DESCRIPTION OF THE TASK ->
Pull out each line of the records that contains the string "water" and copy it.

***

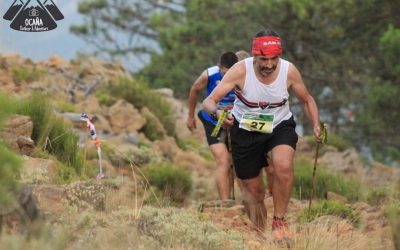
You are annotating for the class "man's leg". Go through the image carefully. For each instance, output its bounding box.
[210,143,232,200]
[272,145,295,218]
[239,171,267,229]
[264,163,274,198]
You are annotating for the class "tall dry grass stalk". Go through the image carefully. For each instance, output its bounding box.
[262,220,390,250]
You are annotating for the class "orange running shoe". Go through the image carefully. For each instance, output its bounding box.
[272,216,294,247]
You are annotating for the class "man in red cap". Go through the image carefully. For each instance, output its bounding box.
[203,30,321,240]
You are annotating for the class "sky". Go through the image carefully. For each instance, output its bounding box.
[0,0,90,61]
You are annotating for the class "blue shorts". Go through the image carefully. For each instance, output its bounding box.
[197,111,227,146]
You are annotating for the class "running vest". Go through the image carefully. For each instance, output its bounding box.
[232,57,292,128]
[200,66,235,125]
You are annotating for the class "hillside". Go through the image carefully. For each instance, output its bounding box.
[0,55,400,249]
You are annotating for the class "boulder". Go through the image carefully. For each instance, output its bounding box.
[108,100,146,134]
[21,158,57,184]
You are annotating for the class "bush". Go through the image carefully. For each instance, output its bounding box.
[298,200,361,226]
[137,207,246,250]
[366,187,389,206]
[328,134,352,151]
[16,93,84,174]
[293,158,361,200]
[143,164,192,203]
[96,91,117,107]
[385,200,400,249]
[0,94,22,204]
[305,134,353,151]
[110,78,175,136]
[11,67,46,83]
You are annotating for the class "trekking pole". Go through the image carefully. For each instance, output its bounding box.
[308,123,328,213]
[226,128,235,200]
[211,110,228,137]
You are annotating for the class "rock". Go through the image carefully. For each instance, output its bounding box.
[0,115,35,156]
[47,55,68,69]
[365,162,400,187]
[21,158,57,184]
[140,107,167,139]
[318,149,363,177]
[151,137,181,160]
[0,185,40,233]
[32,185,67,218]
[325,191,349,203]
[108,100,146,134]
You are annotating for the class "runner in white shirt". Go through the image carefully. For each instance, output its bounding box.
[203,30,321,240]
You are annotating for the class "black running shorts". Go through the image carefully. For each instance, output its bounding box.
[197,111,226,146]
[231,116,298,179]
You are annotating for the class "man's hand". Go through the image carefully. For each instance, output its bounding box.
[223,112,233,128]
[313,124,322,143]
[186,116,196,132]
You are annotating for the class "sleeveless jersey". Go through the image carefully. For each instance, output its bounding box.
[200,66,235,125]
[232,57,292,128]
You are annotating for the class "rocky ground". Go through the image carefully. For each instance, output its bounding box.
[0,55,400,249]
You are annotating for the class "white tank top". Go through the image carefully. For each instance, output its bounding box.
[232,57,292,128]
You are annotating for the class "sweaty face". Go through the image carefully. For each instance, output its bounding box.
[221,67,229,76]
[255,56,279,76]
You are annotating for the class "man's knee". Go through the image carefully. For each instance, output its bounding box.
[246,185,265,201]
[274,160,293,179]
[217,153,231,168]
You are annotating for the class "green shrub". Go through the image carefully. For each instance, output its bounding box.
[17,93,83,174]
[11,67,46,83]
[298,200,361,226]
[305,133,352,151]
[54,100,76,112]
[328,134,352,151]
[143,164,192,203]
[385,200,400,249]
[0,94,22,206]
[366,187,389,206]
[293,157,361,200]
[110,78,175,136]
[96,90,117,107]
[54,162,79,184]
[137,206,247,250]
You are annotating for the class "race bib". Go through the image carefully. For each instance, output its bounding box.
[239,113,274,134]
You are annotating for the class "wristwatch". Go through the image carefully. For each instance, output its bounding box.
[210,109,218,120]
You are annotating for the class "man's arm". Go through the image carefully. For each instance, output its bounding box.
[186,70,208,131]
[288,64,321,141]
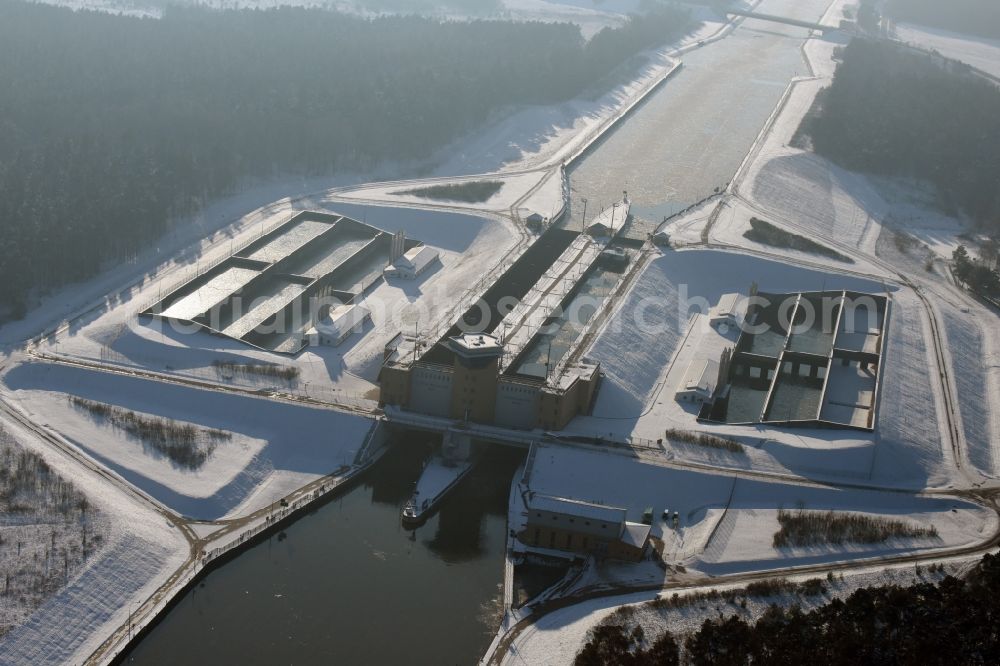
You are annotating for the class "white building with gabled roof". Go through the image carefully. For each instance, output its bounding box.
[674,358,719,402]
[708,294,747,328]
[382,245,438,280]
[307,305,372,347]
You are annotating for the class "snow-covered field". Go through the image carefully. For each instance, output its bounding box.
[894,23,1000,77]
[529,446,997,575]
[567,249,951,488]
[0,412,188,665]
[502,560,975,666]
[5,363,371,520]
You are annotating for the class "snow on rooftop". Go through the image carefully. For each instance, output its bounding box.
[681,358,719,393]
[622,523,652,548]
[528,488,625,523]
[315,304,371,340]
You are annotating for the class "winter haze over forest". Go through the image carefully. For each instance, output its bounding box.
[0,0,1000,666]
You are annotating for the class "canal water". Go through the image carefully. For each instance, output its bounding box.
[567,0,830,228]
[124,435,523,666]
[126,0,829,666]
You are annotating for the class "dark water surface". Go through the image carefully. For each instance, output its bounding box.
[126,444,522,666]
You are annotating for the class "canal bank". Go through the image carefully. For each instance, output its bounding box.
[122,434,523,664]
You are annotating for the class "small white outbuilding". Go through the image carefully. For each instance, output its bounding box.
[674,358,719,402]
[382,245,438,280]
[708,294,747,329]
[307,305,372,347]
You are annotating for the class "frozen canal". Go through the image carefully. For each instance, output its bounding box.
[125,0,829,665]
[571,0,829,222]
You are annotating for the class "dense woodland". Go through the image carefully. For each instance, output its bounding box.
[576,555,1000,666]
[0,0,687,315]
[885,0,1000,39]
[800,39,1000,234]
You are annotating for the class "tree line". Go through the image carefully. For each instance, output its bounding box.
[575,554,1000,666]
[0,1,688,317]
[800,39,1000,234]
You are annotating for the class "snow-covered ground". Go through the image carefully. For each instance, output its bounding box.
[0,410,188,665]
[528,446,997,577]
[5,363,372,520]
[502,558,978,666]
[567,249,951,488]
[894,23,1000,77]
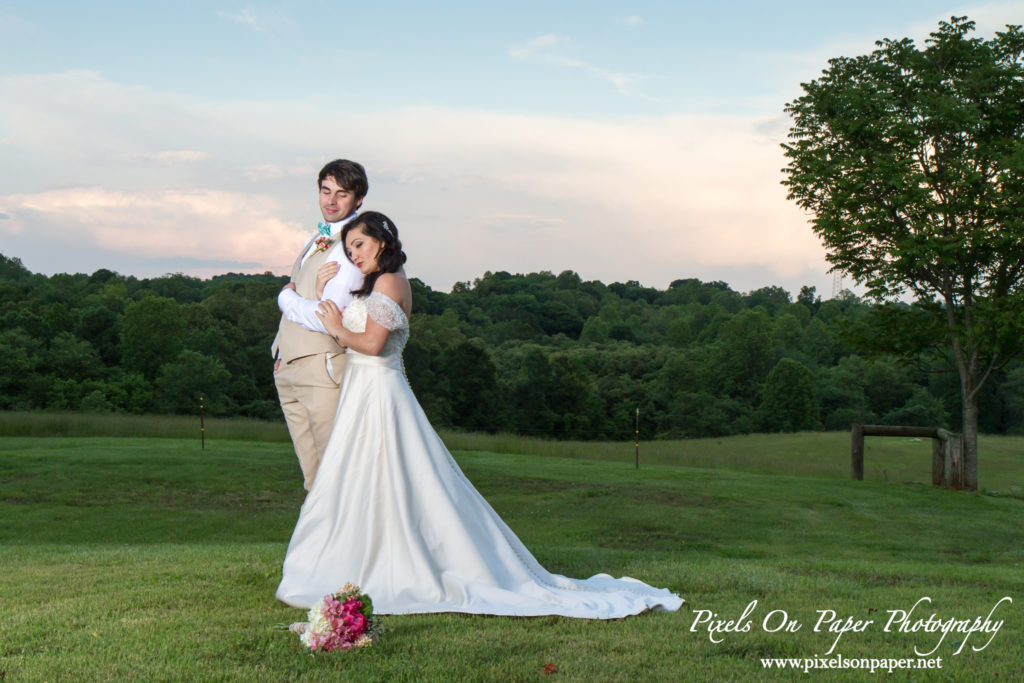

***

SOLUTION TO THIS EXERCISE ->
You are annotating for the class "canal water". Go through the image carefully. For each instance, output its bounding box.
You are annotating for the class "dark water surface". Go through the image carefully. For each instance, output its bounding box.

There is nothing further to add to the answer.